» **Instructions**
1. Summarize the deer hunting thread below in two sentences.
2. Extend the deer hunting thread below, picking up right after its final post.

# Its not always about how old the deer is



## alumcreeker (Nov 14, 2008)

This morning my father killed one of his biggest bucks ever a solid 130 maybe 135 8pt. Great buck. Well we go to check it in and some guy comes over and says damn why didn't you shoot that deer he would have been a giant next yr. Ok I am a die hard bow hunter and yes I pass on deer some wont but just says congrats. Just because some of us choose to hunt like we do for bucks doesn't mean everyone should. Hell I high five my father and was just as happy as he was. Lol hunting is a tradition passed along thur time and we hunt for the love and the challenge and the tasty meat. If you see someone with a buck congratulate them for their don't yell or question......just saying

Outdoor Hub mobile, the outdoor information engine


----------



## alumcreeker (Nov 14, 2008)

Here's his buck 

Outdoor Hub mobile, the outdoor information engine


----------



## Toxic (May 13, 2006)

That's a great deer! Don't worry what other people think. People should just mind their own business sometimes.


----------



## mpd5094 (Jun 20, 2005)

I'd be dang proud of that deer! Great job!


----------



## Drew318 (Mar 25, 2010)

Buck of a lifetime imo in the area I hunt. It's all a matter of perspective. Congrats to your father!

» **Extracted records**
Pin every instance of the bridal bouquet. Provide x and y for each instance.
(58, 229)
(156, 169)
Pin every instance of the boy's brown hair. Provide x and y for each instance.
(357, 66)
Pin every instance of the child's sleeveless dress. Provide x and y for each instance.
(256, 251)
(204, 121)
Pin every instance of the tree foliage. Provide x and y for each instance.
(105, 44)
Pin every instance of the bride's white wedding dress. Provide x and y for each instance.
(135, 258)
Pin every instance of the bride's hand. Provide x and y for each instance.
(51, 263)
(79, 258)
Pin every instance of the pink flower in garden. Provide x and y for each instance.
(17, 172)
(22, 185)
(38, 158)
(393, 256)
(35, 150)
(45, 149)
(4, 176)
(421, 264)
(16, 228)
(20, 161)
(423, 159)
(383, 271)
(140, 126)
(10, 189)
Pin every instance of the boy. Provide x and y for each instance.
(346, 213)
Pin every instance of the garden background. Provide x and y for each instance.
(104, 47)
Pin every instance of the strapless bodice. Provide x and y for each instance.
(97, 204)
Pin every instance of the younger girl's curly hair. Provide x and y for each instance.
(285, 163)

...

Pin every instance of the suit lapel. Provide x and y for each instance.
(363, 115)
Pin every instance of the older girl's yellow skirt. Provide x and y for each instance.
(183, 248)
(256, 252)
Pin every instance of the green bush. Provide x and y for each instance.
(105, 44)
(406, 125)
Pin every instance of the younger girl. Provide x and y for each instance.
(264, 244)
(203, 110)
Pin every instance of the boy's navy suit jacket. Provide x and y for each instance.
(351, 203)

---

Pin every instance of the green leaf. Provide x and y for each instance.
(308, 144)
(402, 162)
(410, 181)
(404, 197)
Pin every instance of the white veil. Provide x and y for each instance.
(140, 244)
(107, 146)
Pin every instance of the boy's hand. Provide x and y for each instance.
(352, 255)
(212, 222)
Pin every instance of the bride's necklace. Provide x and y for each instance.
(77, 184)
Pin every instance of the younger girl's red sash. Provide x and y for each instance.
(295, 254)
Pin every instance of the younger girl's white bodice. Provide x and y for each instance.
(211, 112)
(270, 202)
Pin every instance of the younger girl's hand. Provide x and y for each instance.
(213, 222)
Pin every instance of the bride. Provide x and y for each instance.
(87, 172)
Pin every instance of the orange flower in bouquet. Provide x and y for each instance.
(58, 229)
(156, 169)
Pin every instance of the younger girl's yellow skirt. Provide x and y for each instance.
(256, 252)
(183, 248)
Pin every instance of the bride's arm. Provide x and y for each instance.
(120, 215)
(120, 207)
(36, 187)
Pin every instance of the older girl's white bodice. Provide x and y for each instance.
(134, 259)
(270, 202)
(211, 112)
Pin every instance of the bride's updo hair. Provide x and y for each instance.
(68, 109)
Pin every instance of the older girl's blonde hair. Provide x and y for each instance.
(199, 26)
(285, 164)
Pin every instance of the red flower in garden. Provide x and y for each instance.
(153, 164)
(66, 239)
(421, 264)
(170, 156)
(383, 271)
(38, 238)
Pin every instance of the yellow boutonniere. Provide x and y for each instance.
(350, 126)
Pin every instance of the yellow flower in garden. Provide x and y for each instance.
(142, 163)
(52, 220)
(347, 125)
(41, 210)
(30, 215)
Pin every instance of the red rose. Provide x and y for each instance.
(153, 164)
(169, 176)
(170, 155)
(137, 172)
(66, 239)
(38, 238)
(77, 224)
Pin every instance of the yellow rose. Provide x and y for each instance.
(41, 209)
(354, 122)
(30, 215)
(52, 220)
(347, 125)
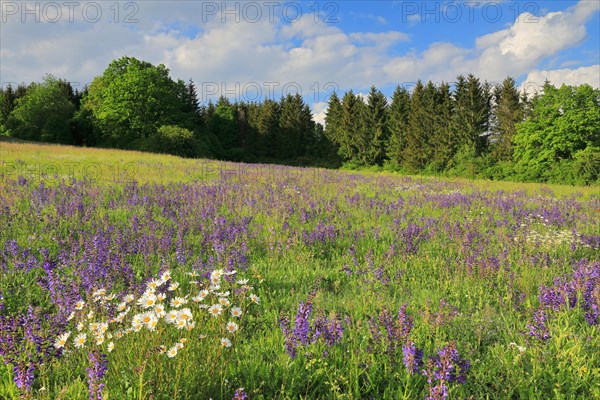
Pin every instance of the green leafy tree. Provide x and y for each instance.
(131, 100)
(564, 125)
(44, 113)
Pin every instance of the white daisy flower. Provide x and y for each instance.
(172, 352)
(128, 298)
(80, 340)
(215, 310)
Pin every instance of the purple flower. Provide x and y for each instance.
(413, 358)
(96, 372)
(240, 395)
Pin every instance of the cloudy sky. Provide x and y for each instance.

» **Answers for each item**
1. The original poster reports that their father killed one of his biggest bucks ever, a solid 8-point of around 130 to 135, and that at check-in a man asked why he hadn't let it grow into a giant the next year. The poster, a die-hard bow hunter who passes on some deer, argues that not everyone has to hunt that way and that people should congratulate a hunter rather than question them, and other members agree, calling it a great deer and saying people should mind their own business.

2.
Outdoor Hub mobile, the outdoor information engine


----------



## Fish-N-Fool (Apr 12, 2004)

Screw that guy and don't lose any sleep over his opinion! Some people feel better about themselves by commenting on and passing judgment on others - it usually stems from some kind of lack of self confidence

Congrats to your dad on his nice buck and to you for a day to remember!


----------



## Bad Bub (Jan 17, 2006)

I wouldn't have hesitated for a second! Nice buck!

Outdoor Hub mobile, the outdoor information engine


----------



## Darwin (Apr 12, 2004)

Jealousy, Envy and stupidity are reasons that first come to mind when I hear of people putting down someone for taking any game lawfully.
Great job and great deer for your dad!!


----------



## fish on! (Oct 15, 2009)

Nice buck!
Don't worry about ignorant people, they have a tendency to say ignorant things.
Congratulations to your dad.

Sent from my DROIDX


----------



## fakebait (Jun 18, 2006)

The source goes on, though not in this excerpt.